Point annotation rows:
● ● ● ● ● ● ●
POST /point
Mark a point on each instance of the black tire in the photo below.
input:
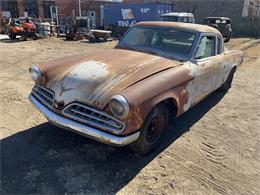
(152, 130)
(12, 35)
(228, 83)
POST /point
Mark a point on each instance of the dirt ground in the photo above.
(211, 149)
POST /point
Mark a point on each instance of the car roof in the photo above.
(222, 18)
(178, 14)
(181, 26)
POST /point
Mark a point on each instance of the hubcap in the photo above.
(155, 129)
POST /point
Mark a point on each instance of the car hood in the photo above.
(92, 78)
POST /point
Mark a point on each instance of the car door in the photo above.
(206, 66)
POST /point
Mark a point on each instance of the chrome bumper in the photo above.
● ● ● ● ● ● ●
# What the task asks
Write out all of the rows above again, requests included, scaling every point coordinate in the answers by 0.8 and rounding each to a whole number, with halves rounded up. Leave the pictures out.

# Output for this exercise
POST /point
Mark a point on each instance of the black tire in the photo below.
input:
(122, 104)
(10, 28)
(182, 66)
POST /point
Mark a point on each instance of the dirt ground in the photo above.
(169, 119)
POST /point
Mark a point on each instance of the car roof in the photo above.
(178, 14)
(142, 11)
(145, 21)
POST /point
Mark a point on each instance of the hubcap in the photo above.
(124, 103)
POST /point
Mark a point on each instance of the car hood in the photo above.
(74, 62)
POST /point
Mark a point on each instance of the car door in the photo above.
(165, 53)
POST /point
Mark a point on each instance of the chrome bumper in the photo above.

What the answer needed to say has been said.